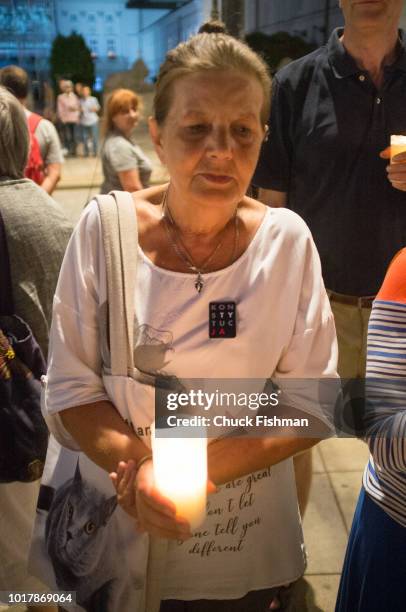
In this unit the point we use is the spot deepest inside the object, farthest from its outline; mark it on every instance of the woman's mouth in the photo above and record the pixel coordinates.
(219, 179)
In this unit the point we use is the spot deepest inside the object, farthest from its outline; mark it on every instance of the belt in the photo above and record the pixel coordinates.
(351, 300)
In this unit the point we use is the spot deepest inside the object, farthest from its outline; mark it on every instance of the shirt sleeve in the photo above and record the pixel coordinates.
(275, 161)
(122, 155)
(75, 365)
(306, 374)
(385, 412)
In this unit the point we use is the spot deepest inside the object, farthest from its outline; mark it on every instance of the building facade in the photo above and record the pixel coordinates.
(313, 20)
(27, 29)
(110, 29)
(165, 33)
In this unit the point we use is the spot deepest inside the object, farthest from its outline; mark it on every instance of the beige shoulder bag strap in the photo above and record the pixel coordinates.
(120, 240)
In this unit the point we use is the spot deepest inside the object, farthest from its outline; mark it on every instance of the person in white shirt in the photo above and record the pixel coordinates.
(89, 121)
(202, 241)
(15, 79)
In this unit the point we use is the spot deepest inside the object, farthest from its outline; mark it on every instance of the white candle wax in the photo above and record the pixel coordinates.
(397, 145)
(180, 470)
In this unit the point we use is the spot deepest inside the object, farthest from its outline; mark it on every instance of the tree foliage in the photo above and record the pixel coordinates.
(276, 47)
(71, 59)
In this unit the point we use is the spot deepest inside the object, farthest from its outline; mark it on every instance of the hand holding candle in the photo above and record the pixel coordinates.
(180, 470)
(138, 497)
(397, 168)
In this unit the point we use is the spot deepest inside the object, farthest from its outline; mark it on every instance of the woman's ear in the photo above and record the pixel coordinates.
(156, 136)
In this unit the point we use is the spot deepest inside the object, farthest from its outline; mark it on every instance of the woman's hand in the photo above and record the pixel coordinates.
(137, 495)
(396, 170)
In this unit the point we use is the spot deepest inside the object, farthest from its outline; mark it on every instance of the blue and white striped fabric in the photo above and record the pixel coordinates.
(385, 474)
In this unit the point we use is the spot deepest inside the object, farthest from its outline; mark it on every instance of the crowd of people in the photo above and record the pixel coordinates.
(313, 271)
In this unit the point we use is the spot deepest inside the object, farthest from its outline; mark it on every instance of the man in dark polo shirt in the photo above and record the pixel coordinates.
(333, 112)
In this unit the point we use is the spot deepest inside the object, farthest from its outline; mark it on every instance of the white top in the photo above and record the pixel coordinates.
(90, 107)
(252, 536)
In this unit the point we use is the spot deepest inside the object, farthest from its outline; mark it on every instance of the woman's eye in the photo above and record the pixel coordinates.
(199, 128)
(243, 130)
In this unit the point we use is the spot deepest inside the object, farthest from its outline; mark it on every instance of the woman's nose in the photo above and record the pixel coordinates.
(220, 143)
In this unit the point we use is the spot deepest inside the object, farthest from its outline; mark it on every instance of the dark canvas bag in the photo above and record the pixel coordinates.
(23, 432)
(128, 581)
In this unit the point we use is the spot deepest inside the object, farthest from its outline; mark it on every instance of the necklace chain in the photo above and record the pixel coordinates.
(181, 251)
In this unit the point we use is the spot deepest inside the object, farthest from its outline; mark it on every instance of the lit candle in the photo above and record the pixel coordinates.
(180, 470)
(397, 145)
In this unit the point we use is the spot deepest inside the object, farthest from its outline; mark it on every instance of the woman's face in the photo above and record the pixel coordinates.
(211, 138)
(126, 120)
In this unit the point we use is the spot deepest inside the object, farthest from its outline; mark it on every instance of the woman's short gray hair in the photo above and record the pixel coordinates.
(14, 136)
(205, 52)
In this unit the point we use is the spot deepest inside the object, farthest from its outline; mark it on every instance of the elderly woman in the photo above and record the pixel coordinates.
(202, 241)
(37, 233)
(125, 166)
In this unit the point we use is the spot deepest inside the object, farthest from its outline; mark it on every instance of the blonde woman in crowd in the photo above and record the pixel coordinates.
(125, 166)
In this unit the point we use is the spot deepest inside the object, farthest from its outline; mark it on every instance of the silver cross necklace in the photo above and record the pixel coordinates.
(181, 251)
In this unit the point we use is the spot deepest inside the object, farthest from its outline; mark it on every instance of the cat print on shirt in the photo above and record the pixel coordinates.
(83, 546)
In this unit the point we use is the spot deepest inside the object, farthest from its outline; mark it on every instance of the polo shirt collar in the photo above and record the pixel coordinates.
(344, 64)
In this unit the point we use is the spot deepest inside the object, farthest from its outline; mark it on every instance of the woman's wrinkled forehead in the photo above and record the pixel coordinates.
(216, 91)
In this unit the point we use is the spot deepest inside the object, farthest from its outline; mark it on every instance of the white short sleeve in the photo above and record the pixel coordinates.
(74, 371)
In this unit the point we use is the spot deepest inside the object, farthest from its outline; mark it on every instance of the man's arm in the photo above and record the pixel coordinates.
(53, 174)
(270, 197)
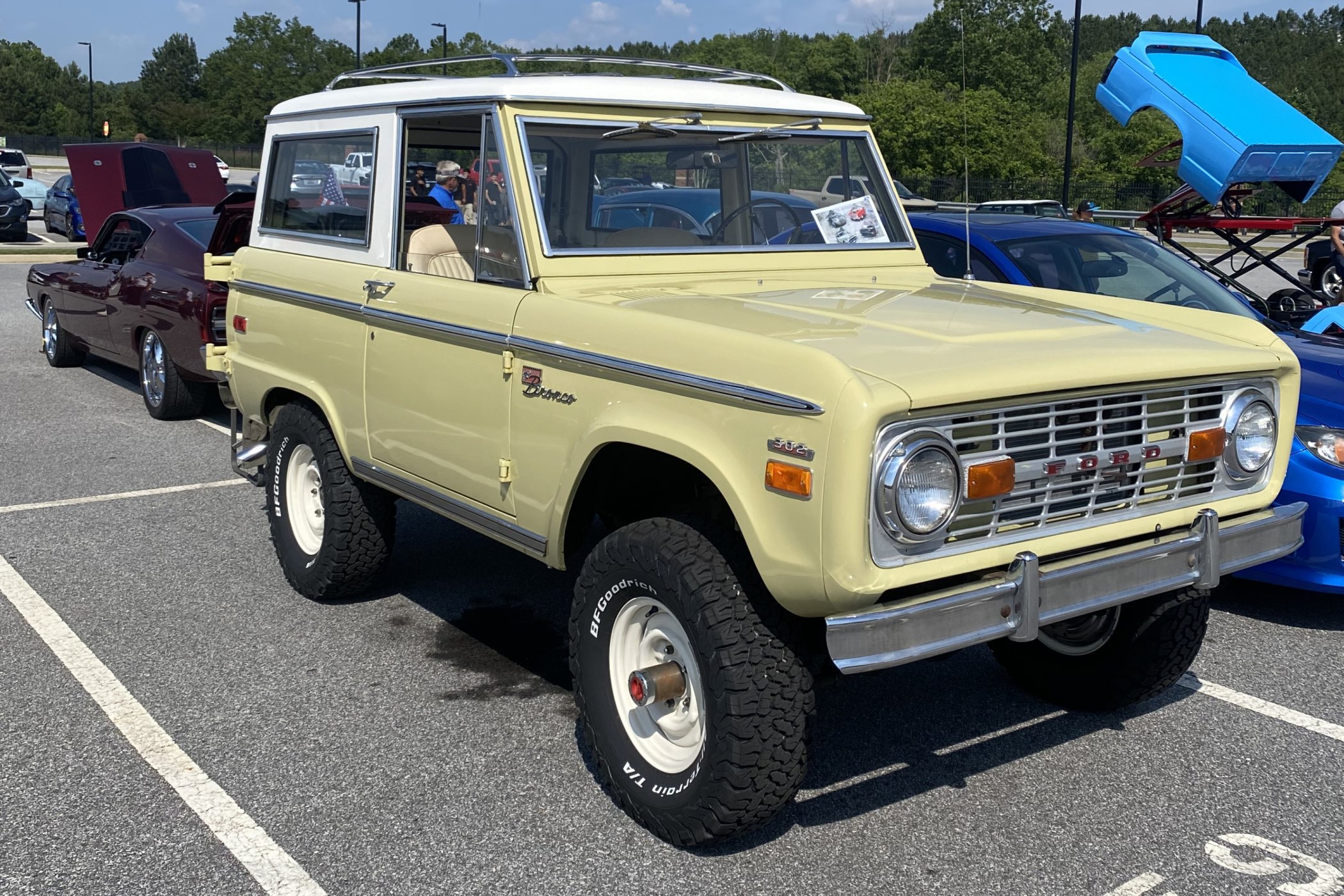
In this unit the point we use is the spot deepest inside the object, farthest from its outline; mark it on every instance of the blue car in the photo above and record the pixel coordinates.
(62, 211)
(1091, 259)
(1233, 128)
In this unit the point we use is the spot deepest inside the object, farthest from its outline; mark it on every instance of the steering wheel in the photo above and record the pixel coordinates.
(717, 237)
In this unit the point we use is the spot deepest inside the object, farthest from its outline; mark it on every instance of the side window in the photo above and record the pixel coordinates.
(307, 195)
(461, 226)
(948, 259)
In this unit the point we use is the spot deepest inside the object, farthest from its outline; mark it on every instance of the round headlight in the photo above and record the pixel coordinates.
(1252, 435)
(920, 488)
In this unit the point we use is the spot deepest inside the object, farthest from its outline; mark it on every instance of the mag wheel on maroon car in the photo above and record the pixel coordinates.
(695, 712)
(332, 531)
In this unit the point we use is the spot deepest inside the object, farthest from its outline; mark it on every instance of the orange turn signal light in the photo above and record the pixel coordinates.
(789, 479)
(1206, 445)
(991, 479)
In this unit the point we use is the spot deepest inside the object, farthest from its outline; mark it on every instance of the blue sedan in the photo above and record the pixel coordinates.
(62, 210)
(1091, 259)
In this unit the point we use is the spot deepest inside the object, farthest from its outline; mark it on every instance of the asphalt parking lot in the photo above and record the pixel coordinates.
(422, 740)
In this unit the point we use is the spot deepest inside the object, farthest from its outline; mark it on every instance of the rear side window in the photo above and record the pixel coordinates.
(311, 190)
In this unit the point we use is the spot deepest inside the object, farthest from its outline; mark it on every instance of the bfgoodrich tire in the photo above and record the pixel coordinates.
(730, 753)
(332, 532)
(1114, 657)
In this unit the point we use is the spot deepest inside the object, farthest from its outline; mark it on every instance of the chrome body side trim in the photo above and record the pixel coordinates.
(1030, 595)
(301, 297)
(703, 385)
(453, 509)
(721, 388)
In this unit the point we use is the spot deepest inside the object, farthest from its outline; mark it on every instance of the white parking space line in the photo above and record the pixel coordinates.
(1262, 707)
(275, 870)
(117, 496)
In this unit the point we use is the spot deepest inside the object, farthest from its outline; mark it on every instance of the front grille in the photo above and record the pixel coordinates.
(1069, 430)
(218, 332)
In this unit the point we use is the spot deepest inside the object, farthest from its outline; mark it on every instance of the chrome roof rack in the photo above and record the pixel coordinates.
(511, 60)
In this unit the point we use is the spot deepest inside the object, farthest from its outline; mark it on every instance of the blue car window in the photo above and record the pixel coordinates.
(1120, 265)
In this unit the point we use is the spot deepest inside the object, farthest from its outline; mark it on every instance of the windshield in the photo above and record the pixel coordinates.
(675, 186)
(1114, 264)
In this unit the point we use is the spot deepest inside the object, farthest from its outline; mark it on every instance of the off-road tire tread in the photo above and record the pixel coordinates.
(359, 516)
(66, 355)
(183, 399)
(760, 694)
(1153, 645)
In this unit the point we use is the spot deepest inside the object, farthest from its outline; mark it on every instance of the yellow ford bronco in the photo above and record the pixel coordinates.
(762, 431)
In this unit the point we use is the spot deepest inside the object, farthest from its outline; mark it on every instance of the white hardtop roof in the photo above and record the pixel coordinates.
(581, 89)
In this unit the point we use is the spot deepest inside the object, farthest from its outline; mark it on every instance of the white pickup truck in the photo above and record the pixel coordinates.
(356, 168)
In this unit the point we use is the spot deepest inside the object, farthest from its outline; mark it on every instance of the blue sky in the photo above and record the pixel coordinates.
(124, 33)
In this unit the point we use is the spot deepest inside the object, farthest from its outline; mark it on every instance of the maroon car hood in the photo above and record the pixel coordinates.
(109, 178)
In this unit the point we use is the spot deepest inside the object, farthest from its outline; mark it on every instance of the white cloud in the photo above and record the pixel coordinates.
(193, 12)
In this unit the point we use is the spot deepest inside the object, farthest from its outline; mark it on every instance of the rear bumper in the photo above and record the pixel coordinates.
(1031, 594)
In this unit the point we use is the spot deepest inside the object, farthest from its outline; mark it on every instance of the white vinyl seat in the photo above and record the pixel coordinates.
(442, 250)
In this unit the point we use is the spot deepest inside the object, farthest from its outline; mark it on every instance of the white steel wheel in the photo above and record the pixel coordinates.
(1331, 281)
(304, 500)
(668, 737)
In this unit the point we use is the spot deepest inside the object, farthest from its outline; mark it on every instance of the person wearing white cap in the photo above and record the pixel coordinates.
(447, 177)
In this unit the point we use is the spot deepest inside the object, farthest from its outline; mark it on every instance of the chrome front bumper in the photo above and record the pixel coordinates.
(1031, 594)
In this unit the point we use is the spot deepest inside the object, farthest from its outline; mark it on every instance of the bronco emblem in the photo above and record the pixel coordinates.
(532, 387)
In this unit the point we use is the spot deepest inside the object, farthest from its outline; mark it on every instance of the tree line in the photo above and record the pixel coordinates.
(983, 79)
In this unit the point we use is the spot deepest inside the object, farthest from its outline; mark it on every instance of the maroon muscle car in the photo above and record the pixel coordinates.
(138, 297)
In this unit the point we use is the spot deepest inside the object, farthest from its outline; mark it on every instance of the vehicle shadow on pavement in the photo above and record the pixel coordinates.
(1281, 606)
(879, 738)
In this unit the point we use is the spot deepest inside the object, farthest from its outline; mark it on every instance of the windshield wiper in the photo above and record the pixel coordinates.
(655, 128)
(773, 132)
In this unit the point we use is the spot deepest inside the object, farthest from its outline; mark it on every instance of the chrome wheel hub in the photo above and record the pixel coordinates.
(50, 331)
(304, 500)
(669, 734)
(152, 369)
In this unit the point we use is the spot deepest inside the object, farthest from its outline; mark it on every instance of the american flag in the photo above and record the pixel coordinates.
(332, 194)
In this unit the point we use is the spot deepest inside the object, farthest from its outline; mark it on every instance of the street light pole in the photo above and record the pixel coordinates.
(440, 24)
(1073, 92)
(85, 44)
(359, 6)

▶ [Task description]: Repeat exactly the lines from the one containing "the tree line" through the last line of the records above, both included, and nothing else.

▶ [Written solution]:
In this unit the point we use is the spot deepest inside the object, farthest from its outline; mark it on every instance of the tree line in the photo above and record the pixel coordinates.
(983, 79)
In this unit the point we use is the spot deepest inside the object, farthest from its outline; mark it on every instance of the maroon muscle car in the photo above and record the pixel coordinates.
(138, 297)
In this unit the point we use is the spot deepest inside the object, farthest from its outline; mark it on every instance of the vehicle shadow on pavement in the photo above and record the pixel coordinates.
(1281, 606)
(879, 738)
In this unit the point we use is the spot deepest inside the object, farthest from its outline; mark it on every instance of the windshield wiper in the photo above and record the pixel coordinates.
(655, 128)
(773, 132)
In this unit the point we use is the spot deepest inside the object, farthest from its outline; mark it on every instance of the chrome wheel hub in the photo above and record the pixel coordinates.
(50, 331)
(304, 500)
(669, 734)
(152, 369)
In this unit the point we use is the spot deepest inside the object, farthest from its outline; mark it on every instance of the american flag in the photo above and record the pixel coordinates.
(332, 194)
In this unit the point we use is the spot deepest inside the object, farthest from its outline; mark it on every instance of the street light pole in the photo above and record the pixel coordinates.
(440, 24)
(1073, 92)
(85, 44)
(359, 6)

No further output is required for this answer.